REQUIRED TASKS.
#1 In the In re Cox opinion, which form do the Debtors use that reflects the amount § 1325(b) requires them to pay unsecured creditors?
#2 Decide whether each statement agrees with the In re Cox opinion, answering yes or no and quoting the deciding words: (a) The motion to deny confirmation was brought by the Chapter 13 Trustee. (b) The Debtors argue that denying confirmation would violate the Fourteenth Amendment. (c) The Court overrules the Debtors' objection to the trustee's motion.

In re Cox

Decision Date03 September 2008
Docket NumberNo. 07-21407.,07-21407.
Citation393 B.R. 681
PartiesIn re Lonnie Dale COX and Dena Gay Cox, Debtors.
CourtU.S. Bankruptcy Court — Western District of Missouri

Harry D. Boul, Shelley L. Forrest, Boul & Associates, P.C., Columbia, MO, for Debtors.

MEMORANDUM OPINION

DENNIS R. DOW, Bankruptcy Judge.

This matter is before the Court on the motion of the Chapter 13 Trustee to deny confirmation of the Debtors' Chapter 13 plan. The trustee has objected to the plan on the grounds that it fails to comply with § 1325(b) in that Debtors' plan does not propose to pay to unsecured creditors the amount required by § 1325(b) as reflected on Debtors' Form 22C. Debtors respond that they are proposing to pay to their unsecured creditors as much as they can afford, as reflected by their schedules of income and expenses, and denial of plan confirmation under the circumstances would violate the equal protection requirement of the due process clause of the Fifth Amendment to the United States Constitution. This is a core proceeding, pursuant to 28 U.S.C. § 157(b)(2)(L) over which this Court has jurisdiction pursuant to 28 U.S.C. §§ 1334(b), 157(a) and (b)(1). The following constitutes my Findings of Fact and Conclusions of Law in accordance with Rules 7052 and 9014(c) of the Federal Rules of Bankruptcy Procedure. For the reasons set forth below, the Court overrules the Debtors' objection to the trustee's motion and sustains the trustee's objection to confirmation.

SUPPLIED MATERIAL.

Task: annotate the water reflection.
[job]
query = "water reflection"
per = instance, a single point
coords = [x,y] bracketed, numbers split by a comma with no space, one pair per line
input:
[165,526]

ANSWERS PROVIDED.
#1 Form 22C.

#2
(a) Yes: "the motion of the Chapter 13 Trustee to deny confirmation of the Debtors' Chapter 13 plan"
(b) No: "the due process clause of the Fifth Amendment to the United States Constitution"
(c) Yes: "the Court overrules the Debtors' objection to the trustee's motion"